··· THE INPUT ···

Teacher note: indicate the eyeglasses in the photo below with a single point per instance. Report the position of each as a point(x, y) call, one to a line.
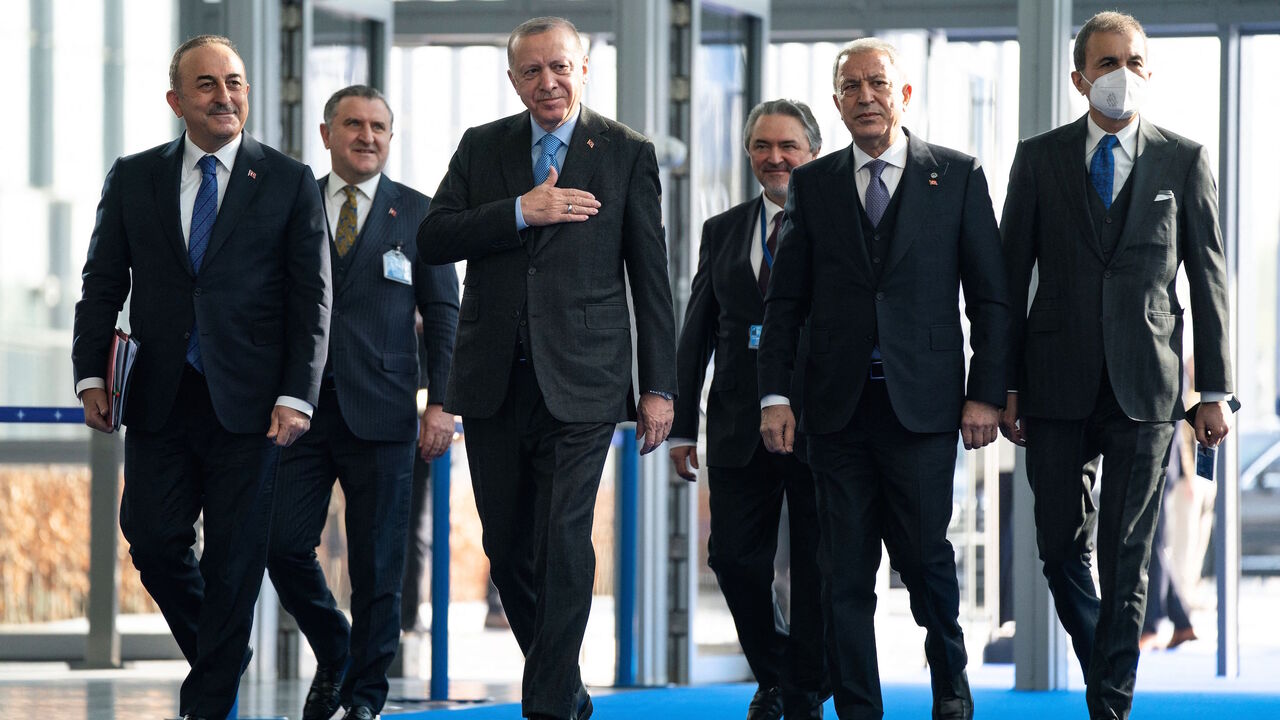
point(854, 87)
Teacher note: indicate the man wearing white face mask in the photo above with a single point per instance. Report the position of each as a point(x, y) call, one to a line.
point(1109, 206)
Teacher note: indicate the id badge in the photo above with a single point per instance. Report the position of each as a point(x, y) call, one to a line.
point(397, 268)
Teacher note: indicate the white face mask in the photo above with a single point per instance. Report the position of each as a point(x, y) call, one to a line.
point(1118, 94)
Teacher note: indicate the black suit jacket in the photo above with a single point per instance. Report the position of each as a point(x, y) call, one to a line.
point(723, 302)
point(373, 346)
point(261, 299)
point(570, 279)
point(1124, 311)
point(945, 238)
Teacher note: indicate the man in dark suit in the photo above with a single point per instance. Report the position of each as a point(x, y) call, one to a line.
point(748, 483)
point(877, 277)
point(222, 240)
point(366, 423)
point(552, 209)
point(1109, 206)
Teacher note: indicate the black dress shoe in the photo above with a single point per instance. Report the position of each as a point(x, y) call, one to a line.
point(323, 698)
point(803, 705)
point(951, 697)
point(583, 709)
point(766, 705)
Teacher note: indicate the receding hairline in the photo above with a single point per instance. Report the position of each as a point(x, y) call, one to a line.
point(193, 44)
point(540, 26)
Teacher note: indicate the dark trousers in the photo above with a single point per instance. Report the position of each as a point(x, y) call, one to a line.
point(417, 551)
point(877, 481)
point(195, 465)
point(535, 481)
point(745, 506)
point(1105, 627)
point(375, 481)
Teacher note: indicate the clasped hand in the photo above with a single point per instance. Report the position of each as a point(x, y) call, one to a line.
point(548, 205)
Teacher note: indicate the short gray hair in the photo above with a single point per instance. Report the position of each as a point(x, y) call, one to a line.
point(330, 108)
point(784, 106)
point(538, 26)
point(1109, 21)
point(864, 45)
point(199, 41)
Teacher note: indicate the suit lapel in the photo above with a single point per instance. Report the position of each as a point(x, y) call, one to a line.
point(744, 235)
point(840, 195)
point(1074, 185)
point(586, 147)
point(1153, 154)
point(167, 178)
point(378, 223)
point(246, 174)
point(914, 201)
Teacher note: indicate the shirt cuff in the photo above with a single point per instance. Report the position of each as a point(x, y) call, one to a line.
point(520, 217)
point(293, 402)
point(775, 400)
point(90, 383)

···

Reproduce all of the entries exactly as they appear, though any picture they include must be omitted.

TASK ANSWER:
Teacher note: indicate the eyeglasses in the photo below with a single point per instance. Report the position of each as a point(x, y) call, one to a line.
point(854, 87)
Teacher note: indicate the man wearing white face mask in the photo above with a single point per instance. Report the position of each as a point(x, y) call, one to a line.
point(1109, 206)
Teacher note: indicate the id badge in the photo above with a single point per instance. Report the position of each as a point(x, y) call, one to a line.
point(397, 268)
Teacher note: indicate the white face mask in the photo above with a single point per instance. Report the position of each as a point(x, y) call, one to a line.
point(1118, 94)
Teacher note: indicate the black suit jacket in the photo above with a single point per instance. Report the position of each as a point(x, y) call, one to a line.
point(723, 302)
point(373, 346)
point(261, 299)
point(570, 279)
point(1124, 311)
point(945, 238)
Teacher note: indicate the man in dark suit in the photo above with a single point per instance. Report the position of each as a point(x, y) call, one to a line.
point(748, 483)
point(877, 277)
point(222, 240)
point(366, 423)
point(552, 209)
point(1109, 206)
Teacher note: indicate the black dress shoe in the photo above with a single point per instance. Report the position of each as a point(x, y) call, one to a line.
point(323, 698)
point(803, 705)
point(951, 697)
point(583, 709)
point(766, 705)
Teacher note: indicate the receding hairline in the photo above with a single point per instance. Report the position of each as a point(x, y) call, one to a line.
point(193, 44)
point(540, 26)
Teacher note: indicate the dark trousers in the photo above with a single point per instance. Report the position of each as a point(x, y) call, one to a line.
point(417, 551)
point(877, 481)
point(195, 465)
point(535, 481)
point(745, 506)
point(1105, 627)
point(375, 481)
Teacher note: indicate the clasped hand in the photo above with a single point per instance. Report the position of each as a point(x, y) call, one to a line.
point(548, 205)
Teacher note: indicate the short gray hair in the photo above with a single point per instance. Report the position of each as a point(x, y) call, one to a line.
point(330, 108)
point(784, 106)
point(538, 26)
point(1109, 21)
point(864, 45)
point(199, 41)
Teacher note: indicate the suit lapel in the photo above with a single point per instance. Report the position of each as a point(x, y) call, one to a line.
point(744, 235)
point(840, 195)
point(1074, 185)
point(586, 147)
point(1153, 154)
point(167, 178)
point(378, 223)
point(246, 174)
point(914, 201)
Teacher note: indicate the shirt cuff in the photo above with a single point per instance. Report the position of each as a point(x, y) call, one to a line.
point(520, 217)
point(293, 402)
point(775, 400)
point(90, 383)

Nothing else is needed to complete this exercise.